>> Start Extracted entries

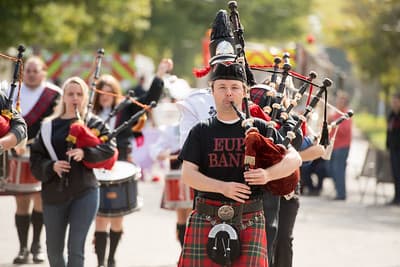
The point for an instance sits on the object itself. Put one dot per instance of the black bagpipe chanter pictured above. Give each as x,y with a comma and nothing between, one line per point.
260,151
80,135
7,110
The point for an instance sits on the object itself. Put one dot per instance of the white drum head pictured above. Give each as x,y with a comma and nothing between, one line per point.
121,171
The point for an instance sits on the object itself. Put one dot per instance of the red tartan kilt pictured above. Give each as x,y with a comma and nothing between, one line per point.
253,243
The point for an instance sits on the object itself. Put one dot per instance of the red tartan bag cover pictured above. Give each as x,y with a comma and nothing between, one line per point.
82,136
263,153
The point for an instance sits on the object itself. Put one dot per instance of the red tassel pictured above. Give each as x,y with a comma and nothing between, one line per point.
199,73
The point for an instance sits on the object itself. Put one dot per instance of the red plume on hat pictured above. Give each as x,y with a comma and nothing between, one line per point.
4,125
261,152
222,43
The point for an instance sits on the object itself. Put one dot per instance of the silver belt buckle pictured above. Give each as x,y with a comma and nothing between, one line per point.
226,212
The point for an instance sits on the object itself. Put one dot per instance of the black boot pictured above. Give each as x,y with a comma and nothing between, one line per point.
181,228
22,257
36,249
114,240
100,243
22,224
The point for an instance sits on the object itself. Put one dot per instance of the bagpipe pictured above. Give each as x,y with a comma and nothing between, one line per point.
7,109
81,136
260,151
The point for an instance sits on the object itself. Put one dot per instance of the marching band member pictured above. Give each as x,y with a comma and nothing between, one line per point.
69,189
112,227
166,148
13,132
224,199
341,147
38,99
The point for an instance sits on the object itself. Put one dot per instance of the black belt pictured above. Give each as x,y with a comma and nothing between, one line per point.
238,209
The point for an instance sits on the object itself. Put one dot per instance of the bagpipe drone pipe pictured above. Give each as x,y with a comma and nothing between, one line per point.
7,109
82,136
260,151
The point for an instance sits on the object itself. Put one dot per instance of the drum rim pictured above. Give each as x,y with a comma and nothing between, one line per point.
136,177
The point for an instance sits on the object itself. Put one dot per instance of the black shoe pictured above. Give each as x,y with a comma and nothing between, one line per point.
111,263
38,256
22,257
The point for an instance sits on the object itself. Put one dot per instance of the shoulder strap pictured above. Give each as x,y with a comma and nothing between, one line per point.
45,132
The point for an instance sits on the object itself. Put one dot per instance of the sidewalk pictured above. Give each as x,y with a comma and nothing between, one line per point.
327,233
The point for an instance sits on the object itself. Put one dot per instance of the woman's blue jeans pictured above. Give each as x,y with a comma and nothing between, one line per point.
79,214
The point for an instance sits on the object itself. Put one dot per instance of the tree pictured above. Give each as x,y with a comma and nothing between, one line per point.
373,40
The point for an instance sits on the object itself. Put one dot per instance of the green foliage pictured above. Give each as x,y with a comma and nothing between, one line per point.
373,40
158,28
373,127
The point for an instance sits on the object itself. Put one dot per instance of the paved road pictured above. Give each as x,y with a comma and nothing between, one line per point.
327,233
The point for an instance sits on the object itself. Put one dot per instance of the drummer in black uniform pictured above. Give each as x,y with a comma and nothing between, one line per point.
104,104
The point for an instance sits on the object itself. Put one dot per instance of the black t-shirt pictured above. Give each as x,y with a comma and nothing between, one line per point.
218,149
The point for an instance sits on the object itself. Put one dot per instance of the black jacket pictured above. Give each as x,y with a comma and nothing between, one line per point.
80,177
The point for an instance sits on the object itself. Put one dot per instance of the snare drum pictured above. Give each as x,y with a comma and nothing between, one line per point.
20,178
118,189
177,194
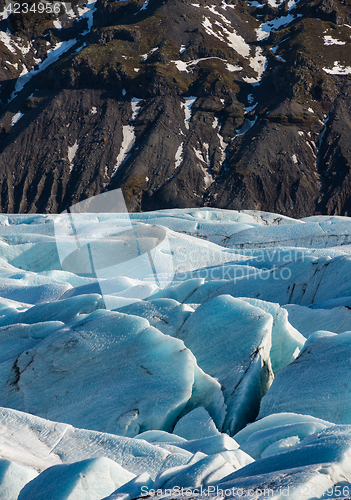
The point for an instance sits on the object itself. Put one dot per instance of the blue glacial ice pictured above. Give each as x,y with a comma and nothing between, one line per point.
229,370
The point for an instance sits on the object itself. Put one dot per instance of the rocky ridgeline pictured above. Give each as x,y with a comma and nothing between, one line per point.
229,105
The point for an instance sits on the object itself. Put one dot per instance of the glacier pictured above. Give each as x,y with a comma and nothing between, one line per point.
216,365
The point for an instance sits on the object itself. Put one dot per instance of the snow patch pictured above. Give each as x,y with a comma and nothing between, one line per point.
135,107
338,69
189,101
71,154
179,156
329,40
265,29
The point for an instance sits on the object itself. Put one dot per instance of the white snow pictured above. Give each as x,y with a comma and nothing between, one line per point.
72,150
110,404
264,30
338,69
135,103
246,126
57,24
329,40
259,64
233,40
179,156
128,141
6,39
189,101
52,56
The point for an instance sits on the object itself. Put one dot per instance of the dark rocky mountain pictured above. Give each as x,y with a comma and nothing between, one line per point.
231,104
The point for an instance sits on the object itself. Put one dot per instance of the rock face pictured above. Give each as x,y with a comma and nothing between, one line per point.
242,105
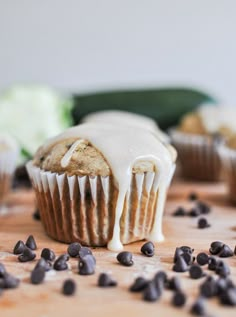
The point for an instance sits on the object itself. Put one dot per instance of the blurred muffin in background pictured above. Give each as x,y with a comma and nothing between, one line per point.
197,138
9,152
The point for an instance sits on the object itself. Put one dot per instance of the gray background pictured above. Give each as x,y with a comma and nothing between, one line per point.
90,45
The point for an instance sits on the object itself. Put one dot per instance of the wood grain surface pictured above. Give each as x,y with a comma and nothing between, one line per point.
45,300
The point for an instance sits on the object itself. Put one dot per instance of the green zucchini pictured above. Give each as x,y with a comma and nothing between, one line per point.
165,105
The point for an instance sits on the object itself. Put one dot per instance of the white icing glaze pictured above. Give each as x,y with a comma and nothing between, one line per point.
123,147
127,118
216,117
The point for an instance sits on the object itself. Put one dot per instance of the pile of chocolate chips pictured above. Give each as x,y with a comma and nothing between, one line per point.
200,209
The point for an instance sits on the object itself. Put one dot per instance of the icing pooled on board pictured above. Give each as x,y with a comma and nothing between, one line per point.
122,147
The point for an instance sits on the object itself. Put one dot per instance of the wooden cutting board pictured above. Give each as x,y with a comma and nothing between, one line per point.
46,299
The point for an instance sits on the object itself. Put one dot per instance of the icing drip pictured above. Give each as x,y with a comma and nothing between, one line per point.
67,157
123,147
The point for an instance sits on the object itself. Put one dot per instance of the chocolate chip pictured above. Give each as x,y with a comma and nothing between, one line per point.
195,271
222,269
139,284
203,223
48,254
151,293
104,280
37,275
203,208
3,271
84,251
174,284
27,255
8,281
179,299
208,288
73,249
30,243
202,258
87,265
46,265
198,308
36,215
194,212
212,263
228,297
19,247
125,258
69,287
216,247
179,212
193,196
60,263
226,252
180,265
148,249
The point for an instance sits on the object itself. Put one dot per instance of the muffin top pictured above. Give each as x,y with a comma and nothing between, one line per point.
94,149
208,120
127,118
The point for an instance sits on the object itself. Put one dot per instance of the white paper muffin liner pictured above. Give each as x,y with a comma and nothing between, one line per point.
228,160
198,156
8,159
74,208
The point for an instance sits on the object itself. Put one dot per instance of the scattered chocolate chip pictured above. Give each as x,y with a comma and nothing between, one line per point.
193,196
36,215
180,265
60,263
37,275
8,281
139,284
69,287
3,271
195,271
203,223
148,249
208,288
46,265
203,208
179,212
194,212
216,247
151,293
87,265
228,297
19,247
202,258
30,243
226,252
179,299
174,284
27,255
198,308
212,263
125,258
222,269
73,249
48,254
104,280
84,251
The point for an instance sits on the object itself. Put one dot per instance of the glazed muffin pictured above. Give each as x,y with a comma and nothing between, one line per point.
8,157
227,152
197,138
102,185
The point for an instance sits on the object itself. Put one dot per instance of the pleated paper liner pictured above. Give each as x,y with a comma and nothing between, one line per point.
7,166
228,159
198,156
74,208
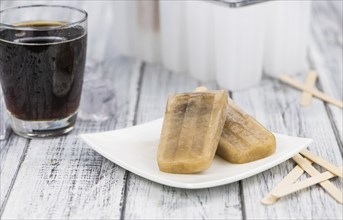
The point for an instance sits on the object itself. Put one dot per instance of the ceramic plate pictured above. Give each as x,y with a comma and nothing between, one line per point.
135,150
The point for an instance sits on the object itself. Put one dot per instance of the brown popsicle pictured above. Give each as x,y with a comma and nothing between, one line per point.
192,127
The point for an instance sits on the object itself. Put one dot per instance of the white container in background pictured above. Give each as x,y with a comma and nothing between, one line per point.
136,29
230,41
124,27
200,40
148,31
239,44
173,35
287,37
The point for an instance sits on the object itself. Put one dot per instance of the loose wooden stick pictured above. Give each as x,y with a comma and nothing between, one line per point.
320,161
327,185
306,97
315,92
303,184
270,198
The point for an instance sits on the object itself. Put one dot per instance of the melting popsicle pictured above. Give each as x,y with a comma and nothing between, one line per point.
244,139
191,130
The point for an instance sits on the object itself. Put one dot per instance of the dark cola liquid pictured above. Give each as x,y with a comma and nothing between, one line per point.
41,70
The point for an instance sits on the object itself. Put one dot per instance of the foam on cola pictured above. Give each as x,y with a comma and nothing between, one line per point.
41,69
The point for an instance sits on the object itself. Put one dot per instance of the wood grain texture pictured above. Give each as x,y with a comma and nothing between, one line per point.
282,113
149,200
63,178
326,54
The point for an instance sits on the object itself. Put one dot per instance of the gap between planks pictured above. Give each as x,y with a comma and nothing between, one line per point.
22,158
140,72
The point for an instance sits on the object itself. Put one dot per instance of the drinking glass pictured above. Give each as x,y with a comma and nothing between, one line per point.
42,61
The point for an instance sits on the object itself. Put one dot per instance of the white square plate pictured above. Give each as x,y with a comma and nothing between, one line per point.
135,150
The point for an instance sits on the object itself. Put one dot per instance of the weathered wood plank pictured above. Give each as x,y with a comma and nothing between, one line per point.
60,177
280,111
149,200
12,154
326,54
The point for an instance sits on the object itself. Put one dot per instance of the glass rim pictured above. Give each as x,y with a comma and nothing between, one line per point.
66,25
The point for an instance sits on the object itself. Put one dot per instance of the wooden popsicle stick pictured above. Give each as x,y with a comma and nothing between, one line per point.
288,80
320,161
327,185
306,97
303,184
291,177
200,89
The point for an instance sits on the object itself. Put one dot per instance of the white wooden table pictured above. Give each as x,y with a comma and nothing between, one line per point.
64,178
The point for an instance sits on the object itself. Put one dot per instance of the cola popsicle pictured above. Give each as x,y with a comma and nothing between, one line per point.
244,139
191,130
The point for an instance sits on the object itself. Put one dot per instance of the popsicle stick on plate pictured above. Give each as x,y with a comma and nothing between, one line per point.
327,185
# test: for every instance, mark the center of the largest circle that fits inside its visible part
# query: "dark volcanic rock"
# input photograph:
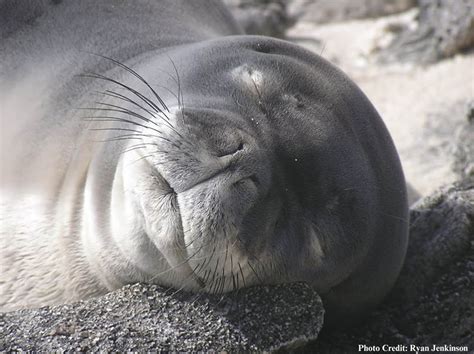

>> End Extracted entries

Stated goal
Which lines in the data above contain the string "liner"? Show each of them in full. Uppercase and lowercase count as different.

Task output
The point for an instance sits on the object itself. Put one dot per instance of the white paper muffin liner pictured above. Give each as x,y with a comma and nothing between, one line per point.
The point for an instance sits on the object itself. Put one dot per instance of the pleated paper liner pictured above. Give each as x,y with a comma and nothing between, one line per point.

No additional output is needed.